Document –
--- start ---

Monday, March 16, 2009

Lighting a Candle

My friends, please allow me to introduce you to a blogger named John Green. John is a New York Times bestselling "Young Adult" author and another fighter in the effort to convince people to view each other with an empathy borne of seeing thier complexity. He is enormously popular and never fails to make the effort to guide his (mostly young) fan-base to involve themselves in charity and projects to reduce the amount that the world sucks rather than just sitting in their rooms complaining about it. Awhile back, I posted some musings about setting aside our preconceived notions about other -people and becoming aware of the self-imposed obstacles that keep us from seeing others as being as whole and complete as we are. I suggested that only by imagining others as whole and complete beings of a kind with ourselves despite being wholly independent and ultimately unpredictable, we could find a deeper empathy. (And from that deeper look into the soul of others, our writing and characterization could not help but get better thereby.) I was accused of being "too PC". Which is fine. There are certainly enough people in the world trying too hard to be correct at the expense of reality. I would like to emphasize that I'm actively trying to avoid that. Which brings me to why I was standing in my library with a lit candle last night. 15 years ago next month, 1,000,000 people were murdered in a small African country in a matter of 100 days. They were butchered for being from the wrong tribe. Because one tribe could not imagine the other as being as fully-human as they saw themselves. Imagine that. A city roughly twice the population of Seattle being murdered in a little over three months. For no better reason than the fact that they were Seattlites. You cannot get much closer to defining evil than a total lack of empathy for one's fellow man to the point where you no longer see them as worthy of life.

--- end ---

Problem requirements –
According to the blog post, how many people were murdered in the small African country, and over how many days? Rely solely on the blog post above.

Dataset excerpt
--- start ---

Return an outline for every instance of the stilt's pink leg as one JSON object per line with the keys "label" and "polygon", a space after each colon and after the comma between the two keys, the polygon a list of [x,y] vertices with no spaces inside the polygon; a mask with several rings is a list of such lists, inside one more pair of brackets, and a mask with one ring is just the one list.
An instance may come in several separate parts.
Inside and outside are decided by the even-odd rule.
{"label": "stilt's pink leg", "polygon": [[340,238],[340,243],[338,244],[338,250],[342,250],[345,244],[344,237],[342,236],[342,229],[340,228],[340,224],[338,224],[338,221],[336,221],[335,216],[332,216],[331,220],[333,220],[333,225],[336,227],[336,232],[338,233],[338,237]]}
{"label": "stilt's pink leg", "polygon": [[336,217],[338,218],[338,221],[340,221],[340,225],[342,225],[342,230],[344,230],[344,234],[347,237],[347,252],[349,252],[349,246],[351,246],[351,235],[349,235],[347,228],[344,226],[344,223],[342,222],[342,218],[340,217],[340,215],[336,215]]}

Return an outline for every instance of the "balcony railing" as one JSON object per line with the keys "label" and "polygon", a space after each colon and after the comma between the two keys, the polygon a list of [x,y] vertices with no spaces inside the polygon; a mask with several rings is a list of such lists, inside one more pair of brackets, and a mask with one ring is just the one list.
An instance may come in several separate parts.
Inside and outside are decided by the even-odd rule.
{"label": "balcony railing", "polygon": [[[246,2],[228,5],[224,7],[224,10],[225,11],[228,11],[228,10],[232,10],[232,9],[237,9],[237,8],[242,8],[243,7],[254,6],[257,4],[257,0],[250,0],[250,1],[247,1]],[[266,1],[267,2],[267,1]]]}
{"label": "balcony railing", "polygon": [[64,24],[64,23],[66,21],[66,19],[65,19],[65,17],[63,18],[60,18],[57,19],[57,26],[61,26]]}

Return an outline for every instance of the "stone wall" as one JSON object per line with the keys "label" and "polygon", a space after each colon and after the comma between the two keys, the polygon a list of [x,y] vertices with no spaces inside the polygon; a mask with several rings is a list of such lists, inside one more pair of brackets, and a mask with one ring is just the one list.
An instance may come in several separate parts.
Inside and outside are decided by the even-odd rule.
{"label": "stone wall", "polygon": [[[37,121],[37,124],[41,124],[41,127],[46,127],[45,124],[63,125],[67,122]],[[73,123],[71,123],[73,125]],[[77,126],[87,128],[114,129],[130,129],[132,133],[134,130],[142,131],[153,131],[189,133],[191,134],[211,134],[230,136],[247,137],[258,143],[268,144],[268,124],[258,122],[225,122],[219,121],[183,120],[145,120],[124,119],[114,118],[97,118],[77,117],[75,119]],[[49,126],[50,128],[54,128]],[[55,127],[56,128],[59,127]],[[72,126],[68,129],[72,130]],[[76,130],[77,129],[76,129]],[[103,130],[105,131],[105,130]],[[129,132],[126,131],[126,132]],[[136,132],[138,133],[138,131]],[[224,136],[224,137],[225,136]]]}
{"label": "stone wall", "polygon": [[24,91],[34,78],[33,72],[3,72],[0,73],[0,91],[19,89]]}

--- end ---

Final result –
One million people were murdered over 100 days.